■ ОПИСАНИЕ ЗАДАНИЯ
Перечислите все постройки, которые, согласно отрывку ниже, находились во дворе дома в Опочке.

■ ТЕКСТ ОТРЫВКА
------------------------------------------------

Жили мы возле какой-то гостиницы, где останавливались иностранцы. Что они делали в двадцатых годах в Новосокольниках – мне неясно. Возле входа в гостиницу был деревянный тротуар, а на нем деревянная решетка, как в бане. Почему-то мы там часто находили какие-то иностранные монетки. Еще припоминаю какой-то двор, в котором было много огромных бочек, где мы играли в прятки. На какой-то бочке я оставила свои любимые детские книжки и забыла, на какой. Долго искала и плакала, не нашла и заблудилась среди бочек. Потом меня искали. Вот и все, что я помню о Новосокольниках. А потом мы переехали в Опочку. Но это уже следующая, незабываемая глава моей жизни.
Глава 3
Годы 1926 – 1928. Опочка. Клемешино. Вал. Маевка. Кооперативная столовая. Паша. Первые песни. Собор. Крещение в проруби. Ярмарки
Как мы очутились в Опочке – я не помню. Привез нас папа в этот уездный городок и поселил в деревянном доме на Завеличье, на низком левом берегу Великой, поросшем изумрудной луговой травой как плюшевым ковром. Дом был одноэтажный, деревянный, с подвалом и чердаком, с двумя резными крылечками. Двор был обнесен высоким деревянным забором с массивными широкими воротами для проезда лошадей и телег с одной стороны и калиткой – с другой. Во дворе дома стоял флигель, где жильцы менялись довольно часто. В углу двора был огромный сеновал-сарай и еще маленький курятник.

------------------------------------------------

■ ПРЕДОСТАВЛЕННЫЙ МАТЕРИАЛ
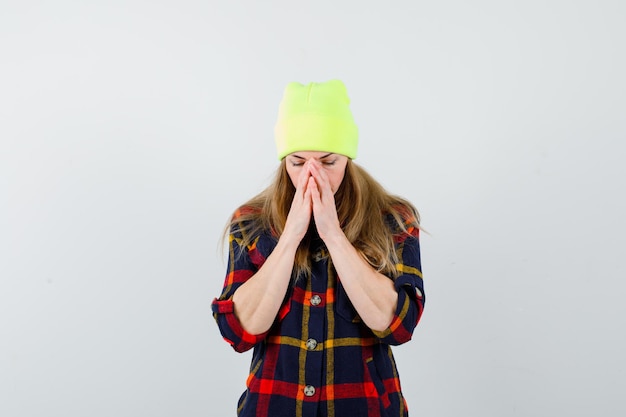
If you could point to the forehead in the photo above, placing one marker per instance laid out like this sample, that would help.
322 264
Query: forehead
310 155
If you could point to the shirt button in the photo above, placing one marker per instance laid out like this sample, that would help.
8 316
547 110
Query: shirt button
316 300
311 344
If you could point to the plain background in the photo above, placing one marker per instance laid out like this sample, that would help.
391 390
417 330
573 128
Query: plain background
130 130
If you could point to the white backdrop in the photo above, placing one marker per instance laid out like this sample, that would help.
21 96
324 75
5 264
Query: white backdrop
129 131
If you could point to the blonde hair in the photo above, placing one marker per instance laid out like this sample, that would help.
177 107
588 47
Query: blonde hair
369 216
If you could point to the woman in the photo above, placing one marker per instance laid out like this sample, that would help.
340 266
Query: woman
324 273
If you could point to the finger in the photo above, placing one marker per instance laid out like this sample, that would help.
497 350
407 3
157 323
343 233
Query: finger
315 194
322 181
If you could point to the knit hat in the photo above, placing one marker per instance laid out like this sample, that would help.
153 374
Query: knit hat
316 117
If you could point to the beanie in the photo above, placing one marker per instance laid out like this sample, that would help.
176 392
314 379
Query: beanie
316 117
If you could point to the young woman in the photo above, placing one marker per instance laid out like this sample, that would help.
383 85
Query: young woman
324 273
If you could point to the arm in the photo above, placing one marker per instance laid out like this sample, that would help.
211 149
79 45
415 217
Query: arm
391 308
256 302
372 294
252 297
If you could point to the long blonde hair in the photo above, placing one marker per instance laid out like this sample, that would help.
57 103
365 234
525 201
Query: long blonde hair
369 216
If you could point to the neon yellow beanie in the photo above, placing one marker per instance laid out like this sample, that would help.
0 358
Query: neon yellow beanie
316 117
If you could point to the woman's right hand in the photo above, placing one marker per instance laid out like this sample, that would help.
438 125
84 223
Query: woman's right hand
299 216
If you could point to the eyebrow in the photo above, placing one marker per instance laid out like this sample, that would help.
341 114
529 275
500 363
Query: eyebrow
321 157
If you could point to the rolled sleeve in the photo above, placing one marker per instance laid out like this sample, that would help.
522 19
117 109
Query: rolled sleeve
242 264
230 327
410 288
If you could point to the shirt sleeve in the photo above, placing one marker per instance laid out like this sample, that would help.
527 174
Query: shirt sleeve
242 264
410 287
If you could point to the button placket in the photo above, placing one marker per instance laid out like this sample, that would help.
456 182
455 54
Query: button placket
311 344
315 300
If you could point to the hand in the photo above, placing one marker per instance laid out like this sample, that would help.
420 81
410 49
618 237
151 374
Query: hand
299 215
323 198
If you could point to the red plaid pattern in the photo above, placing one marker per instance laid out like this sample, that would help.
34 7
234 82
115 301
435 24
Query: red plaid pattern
319 359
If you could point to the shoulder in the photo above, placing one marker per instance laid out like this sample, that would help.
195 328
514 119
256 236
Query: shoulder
402 220
249 224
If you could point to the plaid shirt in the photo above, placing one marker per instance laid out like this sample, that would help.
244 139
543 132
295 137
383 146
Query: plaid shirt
318 358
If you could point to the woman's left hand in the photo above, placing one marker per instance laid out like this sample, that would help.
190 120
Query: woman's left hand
323 197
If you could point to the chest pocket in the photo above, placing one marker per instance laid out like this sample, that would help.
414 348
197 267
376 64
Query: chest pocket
344 307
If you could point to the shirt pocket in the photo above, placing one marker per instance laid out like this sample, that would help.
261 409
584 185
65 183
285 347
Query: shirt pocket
344 307
378 383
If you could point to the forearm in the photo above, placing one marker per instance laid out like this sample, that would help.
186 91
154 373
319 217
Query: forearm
372 294
258 300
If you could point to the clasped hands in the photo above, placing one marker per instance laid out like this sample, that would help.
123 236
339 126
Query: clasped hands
314 196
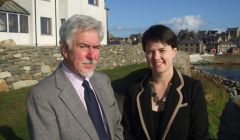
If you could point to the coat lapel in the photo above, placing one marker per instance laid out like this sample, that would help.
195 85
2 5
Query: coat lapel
73 103
103 100
174 100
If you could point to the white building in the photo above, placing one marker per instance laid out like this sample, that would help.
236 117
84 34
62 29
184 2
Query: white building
37 22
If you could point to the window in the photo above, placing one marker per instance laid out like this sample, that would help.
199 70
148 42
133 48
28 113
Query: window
46 25
3 22
93 2
62 20
23 24
13 22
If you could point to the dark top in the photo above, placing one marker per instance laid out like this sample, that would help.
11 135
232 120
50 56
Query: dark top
184 118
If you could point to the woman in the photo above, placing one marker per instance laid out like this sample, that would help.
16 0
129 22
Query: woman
163 104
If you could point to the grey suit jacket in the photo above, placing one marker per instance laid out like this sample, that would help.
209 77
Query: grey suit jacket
56 112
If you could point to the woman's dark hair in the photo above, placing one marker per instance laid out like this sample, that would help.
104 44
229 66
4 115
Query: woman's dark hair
159 33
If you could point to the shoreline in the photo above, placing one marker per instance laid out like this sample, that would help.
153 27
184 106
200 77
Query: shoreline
206 59
229 84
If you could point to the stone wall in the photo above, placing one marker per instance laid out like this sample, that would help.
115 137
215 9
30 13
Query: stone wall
22 66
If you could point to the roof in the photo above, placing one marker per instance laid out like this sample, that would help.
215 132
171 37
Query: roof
13 7
191 41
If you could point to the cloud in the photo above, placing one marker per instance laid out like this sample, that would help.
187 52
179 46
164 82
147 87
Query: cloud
187 22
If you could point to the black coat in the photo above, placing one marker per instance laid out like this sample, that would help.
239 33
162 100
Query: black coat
184 118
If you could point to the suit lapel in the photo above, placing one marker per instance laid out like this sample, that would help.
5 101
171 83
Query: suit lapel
103 99
73 103
174 100
145 101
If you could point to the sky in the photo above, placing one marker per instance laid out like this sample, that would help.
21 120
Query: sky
127 17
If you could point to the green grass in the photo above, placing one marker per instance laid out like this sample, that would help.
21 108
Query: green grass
13 119
216 97
13 123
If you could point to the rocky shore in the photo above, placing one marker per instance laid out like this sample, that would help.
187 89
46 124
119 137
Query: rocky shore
232 86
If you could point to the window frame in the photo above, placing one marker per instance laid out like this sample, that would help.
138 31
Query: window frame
46 25
93 2
23 24
13 23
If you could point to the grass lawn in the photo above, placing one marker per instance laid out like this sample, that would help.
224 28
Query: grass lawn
13 125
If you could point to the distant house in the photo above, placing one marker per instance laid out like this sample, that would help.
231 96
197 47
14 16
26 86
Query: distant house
224 47
37 22
136 38
234 50
234 32
192 46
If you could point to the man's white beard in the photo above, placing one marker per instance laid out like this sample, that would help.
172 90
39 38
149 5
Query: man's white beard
87 74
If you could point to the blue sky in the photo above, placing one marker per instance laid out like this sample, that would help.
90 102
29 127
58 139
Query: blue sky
134 16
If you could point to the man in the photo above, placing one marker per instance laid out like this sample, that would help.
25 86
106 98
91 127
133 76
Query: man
75 103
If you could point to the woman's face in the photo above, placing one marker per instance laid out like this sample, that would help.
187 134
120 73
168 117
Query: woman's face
160 56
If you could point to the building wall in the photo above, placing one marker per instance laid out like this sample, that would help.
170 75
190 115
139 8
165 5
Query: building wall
23 66
46 8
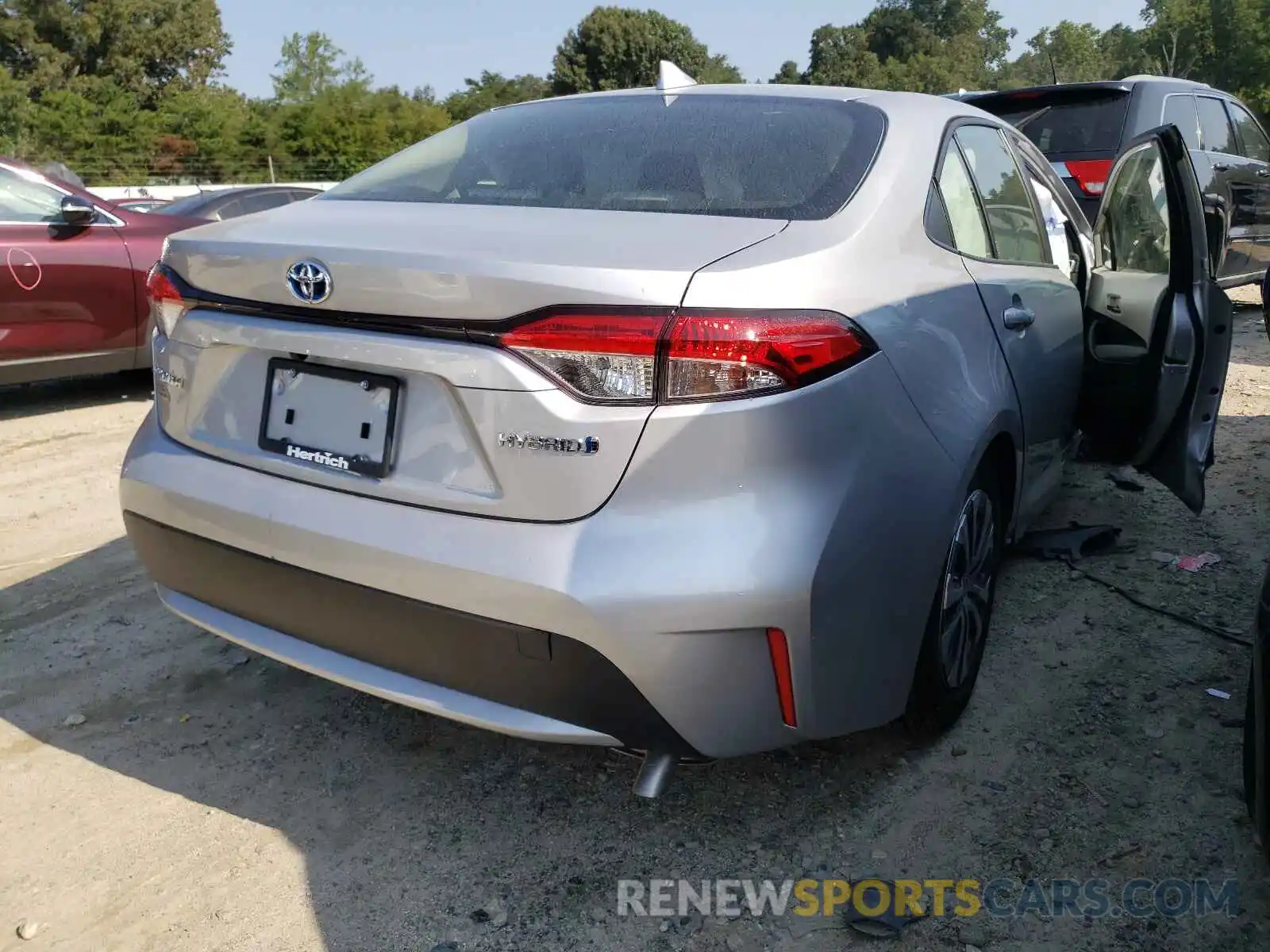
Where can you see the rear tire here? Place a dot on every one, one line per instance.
(956, 631)
(1250, 750)
(1265, 301)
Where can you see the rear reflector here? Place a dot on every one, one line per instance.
(1091, 175)
(700, 355)
(779, 647)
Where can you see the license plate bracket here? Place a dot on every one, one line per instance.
(330, 416)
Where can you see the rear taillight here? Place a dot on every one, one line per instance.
(1091, 175)
(695, 355)
(167, 304)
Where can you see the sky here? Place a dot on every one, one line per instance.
(440, 42)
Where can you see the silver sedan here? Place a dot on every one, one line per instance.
(692, 420)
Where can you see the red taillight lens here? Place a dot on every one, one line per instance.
(714, 355)
(1091, 175)
(167, 304)
(692, 355)
(779, 649)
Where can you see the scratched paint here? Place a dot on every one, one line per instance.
(25, 270)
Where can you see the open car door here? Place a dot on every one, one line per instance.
(1157, 328)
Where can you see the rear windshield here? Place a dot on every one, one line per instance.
(1085, 125)
(698, 154)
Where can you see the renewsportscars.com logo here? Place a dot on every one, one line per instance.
(910, 899)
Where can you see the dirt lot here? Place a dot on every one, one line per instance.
(213, 800)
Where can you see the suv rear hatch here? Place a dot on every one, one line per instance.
(1079, 127)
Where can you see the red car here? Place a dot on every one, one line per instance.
(73, 278)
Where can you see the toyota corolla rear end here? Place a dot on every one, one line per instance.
(456, 435)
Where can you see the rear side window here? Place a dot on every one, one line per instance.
(1253, 137)
(700, 154)
(1134, 234)
(965, 217)
(264, 201)
(1180, 111)
(1083, 125)
(1214, 126)
(1011, 217)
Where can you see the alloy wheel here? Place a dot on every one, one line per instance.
(968, 588)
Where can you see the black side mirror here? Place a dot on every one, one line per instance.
(78, 211)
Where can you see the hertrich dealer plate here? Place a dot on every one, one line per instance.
(330, 416)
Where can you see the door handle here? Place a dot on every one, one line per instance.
(1019, 317)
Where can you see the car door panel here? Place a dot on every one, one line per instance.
(1034, 309)
(1156, 324)
(1233, 178)
(64, 290)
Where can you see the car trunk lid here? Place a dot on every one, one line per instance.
(457, 424)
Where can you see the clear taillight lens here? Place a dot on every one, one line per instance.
(598, 357)
(630, 359)
(733, 353)
(167, 304)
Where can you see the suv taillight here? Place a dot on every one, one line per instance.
(692, 355)
(1091, 175)
(167, 304)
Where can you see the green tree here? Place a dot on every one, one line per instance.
(789, 74)
(143, 46)
(927, 46)
(619, 48)
(841, 57)
(495, 89)
(1123, 52)
(311, 65)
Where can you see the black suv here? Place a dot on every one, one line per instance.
(1083, 127)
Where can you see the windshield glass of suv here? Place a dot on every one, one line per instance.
(1075, 126)
(702, 154)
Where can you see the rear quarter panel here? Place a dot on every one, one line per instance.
(874, 263)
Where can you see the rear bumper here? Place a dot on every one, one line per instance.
(483, 672)
(643, 624)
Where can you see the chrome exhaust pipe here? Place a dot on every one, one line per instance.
(654, 774)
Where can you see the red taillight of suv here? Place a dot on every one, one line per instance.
(167, 302)
(1091, 175)
(691, 355)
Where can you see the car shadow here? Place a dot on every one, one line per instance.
(23, 400)
(370, 791)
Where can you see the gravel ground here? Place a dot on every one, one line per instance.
(164, 791)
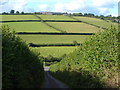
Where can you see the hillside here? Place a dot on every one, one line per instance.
(93, 65)
(55, 24)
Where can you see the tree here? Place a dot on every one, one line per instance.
(22, 12)
(12, 11)
(17, 12)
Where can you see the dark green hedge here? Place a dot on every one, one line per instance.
(93, 65)
(21, 67)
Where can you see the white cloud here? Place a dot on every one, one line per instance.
(43, 7)
(72, 5)
(59, 7)
(19, 5)
(103, 10)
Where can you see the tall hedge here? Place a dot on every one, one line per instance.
(92, 65)
(21, 67)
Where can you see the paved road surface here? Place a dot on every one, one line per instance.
(51, 82)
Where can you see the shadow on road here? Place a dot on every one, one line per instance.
(50, 82)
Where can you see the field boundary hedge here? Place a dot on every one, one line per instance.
(47, 45)
(54, 33)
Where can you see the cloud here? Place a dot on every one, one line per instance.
(70, 6)
(43, 7)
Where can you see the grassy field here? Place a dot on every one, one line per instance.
(75, 27)
(47, 39)
(30, 27)
(55, 17)
(96, 21)
(18, 17)
(54, 51)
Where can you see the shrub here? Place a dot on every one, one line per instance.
(22, 68)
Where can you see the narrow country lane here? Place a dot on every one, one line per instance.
(50, 82)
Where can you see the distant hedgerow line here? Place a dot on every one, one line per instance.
(50, 25)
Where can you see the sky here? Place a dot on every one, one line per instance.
(97, 7)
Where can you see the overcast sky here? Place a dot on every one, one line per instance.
(97, 7)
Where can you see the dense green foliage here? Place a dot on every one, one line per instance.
(54, 51)
(95, 64)
(22, 68)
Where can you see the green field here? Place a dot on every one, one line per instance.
(53, 39)
(54, 51)
(70, 27)
(30, 27)
(75, 27)
(95, 21)
(18, 17)
(55, 17)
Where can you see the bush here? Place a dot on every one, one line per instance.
(22, 68)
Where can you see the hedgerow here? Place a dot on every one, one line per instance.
(93, 65)
(21, 67)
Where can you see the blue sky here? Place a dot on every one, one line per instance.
(98, 7)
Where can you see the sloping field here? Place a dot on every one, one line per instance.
(75, 27)
(95, 21)
(53, 39)
(54, 51)
(17, 17)
(55, 17)
(30, 27)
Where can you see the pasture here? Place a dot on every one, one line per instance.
(18, 17)
(69, 27)
(30, 27)
(75, 27)
(54, 51)
(55, 17)
(95, 21)
(54, 39)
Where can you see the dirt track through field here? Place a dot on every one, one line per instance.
(50, 82)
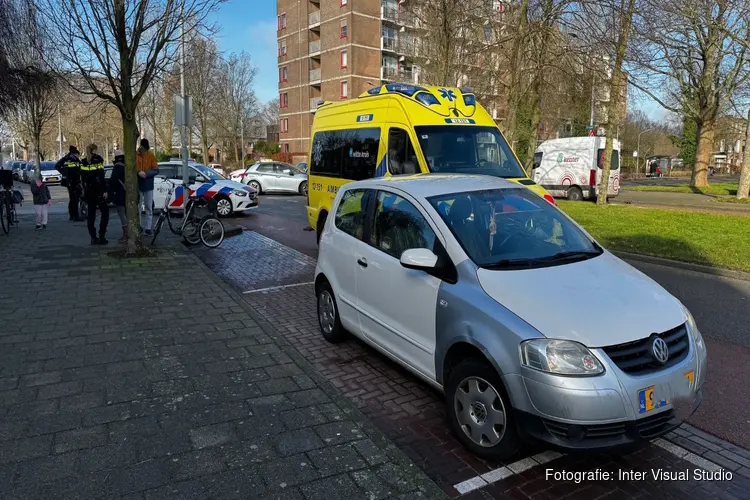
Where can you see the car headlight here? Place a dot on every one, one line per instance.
(561, 357)
(693, 328)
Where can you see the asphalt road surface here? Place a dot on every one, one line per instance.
(720, 306)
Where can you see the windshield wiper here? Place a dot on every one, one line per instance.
(566, 256)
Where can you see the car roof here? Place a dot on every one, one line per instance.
(426, 185)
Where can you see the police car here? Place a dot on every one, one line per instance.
(230, 196)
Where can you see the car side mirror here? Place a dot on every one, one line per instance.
(419, 258)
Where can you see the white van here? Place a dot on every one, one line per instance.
(571, 167)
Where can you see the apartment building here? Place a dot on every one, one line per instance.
(331, 50)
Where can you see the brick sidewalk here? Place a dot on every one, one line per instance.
(151, 379)
(411, 414)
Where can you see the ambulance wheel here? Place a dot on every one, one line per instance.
(575, 193)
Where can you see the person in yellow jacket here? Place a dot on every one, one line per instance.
(147, 169)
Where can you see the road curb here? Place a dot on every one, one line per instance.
(716, 271)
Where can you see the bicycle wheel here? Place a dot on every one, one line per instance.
(4, 217)
(191, 232)
(157, 228)
(211, 232)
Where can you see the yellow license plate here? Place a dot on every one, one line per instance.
(648, 400)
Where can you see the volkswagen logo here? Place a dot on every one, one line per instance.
(660, 350)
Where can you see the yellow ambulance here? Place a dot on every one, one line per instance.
(398, 129)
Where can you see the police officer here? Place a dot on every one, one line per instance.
(70, 167)
(95, 190)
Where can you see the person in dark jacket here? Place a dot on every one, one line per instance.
(95, 190)
(117, 192)
(70, 168)
(42, 201)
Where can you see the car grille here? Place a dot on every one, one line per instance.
(645, 428)
(635, 358)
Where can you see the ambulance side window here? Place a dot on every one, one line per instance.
(401, 156)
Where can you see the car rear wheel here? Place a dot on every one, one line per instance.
(328, 315)
(575, 193)
(479, 410)
(223, 206)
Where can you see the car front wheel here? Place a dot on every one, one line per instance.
(328, 315)
(479, 411)
(224, 206)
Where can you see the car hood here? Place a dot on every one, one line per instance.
(598, 302)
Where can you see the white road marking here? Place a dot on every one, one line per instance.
(525, 464)
(278, 287)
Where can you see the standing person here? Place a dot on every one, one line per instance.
(70, 167)
(94, 187)
(42, 201)
(117, 192)
(147, 170)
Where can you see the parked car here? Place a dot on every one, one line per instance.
(18, 169)
(49, 173)
(28, 171)
(230, 196)
(269, 177)
(490, 293)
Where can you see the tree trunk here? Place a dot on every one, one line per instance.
(129, 144)
(743, 190)
(704, 150)
(516, 68)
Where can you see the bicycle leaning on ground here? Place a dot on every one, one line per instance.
(205, 228)
(8, 201)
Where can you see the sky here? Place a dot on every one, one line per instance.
(250, 25)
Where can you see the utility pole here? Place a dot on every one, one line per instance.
(59, 129)
(183, 129)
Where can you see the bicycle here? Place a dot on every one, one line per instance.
(206, 229)
(8, 216)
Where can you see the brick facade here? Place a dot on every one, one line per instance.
(314, 38)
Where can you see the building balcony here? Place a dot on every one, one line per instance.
(313, 19)
(388, 43)
(388, 73)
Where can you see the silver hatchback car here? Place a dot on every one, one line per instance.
(495, 296)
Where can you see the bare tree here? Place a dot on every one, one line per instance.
(114, 50)
(691, 62)
(743, 189)
(201, 82)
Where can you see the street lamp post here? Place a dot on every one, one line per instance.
(638, 148)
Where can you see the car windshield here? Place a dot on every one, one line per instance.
(468, 150)
(512, 228)
(208, 173)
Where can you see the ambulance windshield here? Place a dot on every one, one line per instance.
(468, 150)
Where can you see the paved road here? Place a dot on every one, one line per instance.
(719, 305)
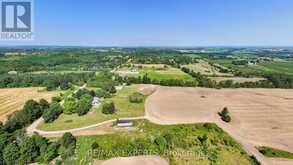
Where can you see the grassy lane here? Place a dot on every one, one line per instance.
(275, 153)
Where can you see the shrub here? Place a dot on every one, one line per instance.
(136, 97)
(68, 144)
(52, 113)
(70, 106)
(102, 93)
(84, 104)
(108, 107)
(225, 115)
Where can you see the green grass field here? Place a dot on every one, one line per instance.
(276, 67)
(165, 74)
(123, 106)
(275, 153)
(179, 144)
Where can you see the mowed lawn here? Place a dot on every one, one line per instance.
(165, 74)
(122, 104)
(13, 99)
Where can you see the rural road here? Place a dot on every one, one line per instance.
(33, 127)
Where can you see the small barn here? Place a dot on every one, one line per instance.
(124, 123)
(97, 101)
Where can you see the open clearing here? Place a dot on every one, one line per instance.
(237, 79)
(142, 160)
(206, 68)
(157, 72)
(13, 99)
(263, 117)
(124, 109)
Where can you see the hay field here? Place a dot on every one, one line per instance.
(237, 79)
(13, 99)
(262, 117)
(205, 68)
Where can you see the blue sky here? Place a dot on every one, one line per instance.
(162, 23)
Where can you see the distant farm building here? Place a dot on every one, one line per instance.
(124, 123)
(97, 101)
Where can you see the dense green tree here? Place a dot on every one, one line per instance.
(70, 106)
(50, 153)
(11, 154)
(44, 104)
(84, 104)
(136, 97)
(53, 112)
(108, 107)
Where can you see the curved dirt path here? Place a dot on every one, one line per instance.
(33, 127)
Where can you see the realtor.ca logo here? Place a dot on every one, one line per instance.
(16, 20)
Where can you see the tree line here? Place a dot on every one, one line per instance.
(50, 81)
(18, 148)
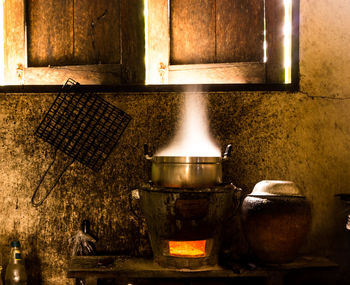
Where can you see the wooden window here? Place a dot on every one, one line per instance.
(217, 41)
(93, 41)
(102, 42)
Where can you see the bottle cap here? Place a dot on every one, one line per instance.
(15, 243)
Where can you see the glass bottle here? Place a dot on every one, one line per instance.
(1, 270)
(15, 270)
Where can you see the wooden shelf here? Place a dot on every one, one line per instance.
(92, 268)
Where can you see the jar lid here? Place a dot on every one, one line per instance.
(276, 188)
(15, 243)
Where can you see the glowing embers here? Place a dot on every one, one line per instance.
(194, 248)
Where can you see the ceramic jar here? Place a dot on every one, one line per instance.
(276, 219)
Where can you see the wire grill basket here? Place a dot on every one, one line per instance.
(82, 125)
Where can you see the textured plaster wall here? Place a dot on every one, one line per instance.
(276, 135)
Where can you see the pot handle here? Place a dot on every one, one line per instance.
(227, 152)
(148, 154)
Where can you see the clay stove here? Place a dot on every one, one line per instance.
(187, 203)
(185, 224)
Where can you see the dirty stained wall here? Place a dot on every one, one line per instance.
(302, 136)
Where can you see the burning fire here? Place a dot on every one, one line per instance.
(193, 137)
(194, 248)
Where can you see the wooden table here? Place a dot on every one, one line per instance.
(92, 268)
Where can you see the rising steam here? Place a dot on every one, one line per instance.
(192, 137)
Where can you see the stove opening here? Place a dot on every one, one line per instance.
(193, 248)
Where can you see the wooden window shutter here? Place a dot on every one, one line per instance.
(97, 42)
(217, 41)
(216, 31)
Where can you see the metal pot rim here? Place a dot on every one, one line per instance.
(186, 159)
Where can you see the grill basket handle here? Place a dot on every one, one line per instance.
(41, 201)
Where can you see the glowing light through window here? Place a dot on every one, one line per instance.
(287, 40)
(2, 57)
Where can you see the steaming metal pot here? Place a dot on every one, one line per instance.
(187, 171)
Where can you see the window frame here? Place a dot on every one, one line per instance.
(138, 87)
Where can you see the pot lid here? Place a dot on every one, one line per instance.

------------------------------------------------

■ ОТВЕТ
- флигель
- огромный сеновал-сарай
- маленький курятник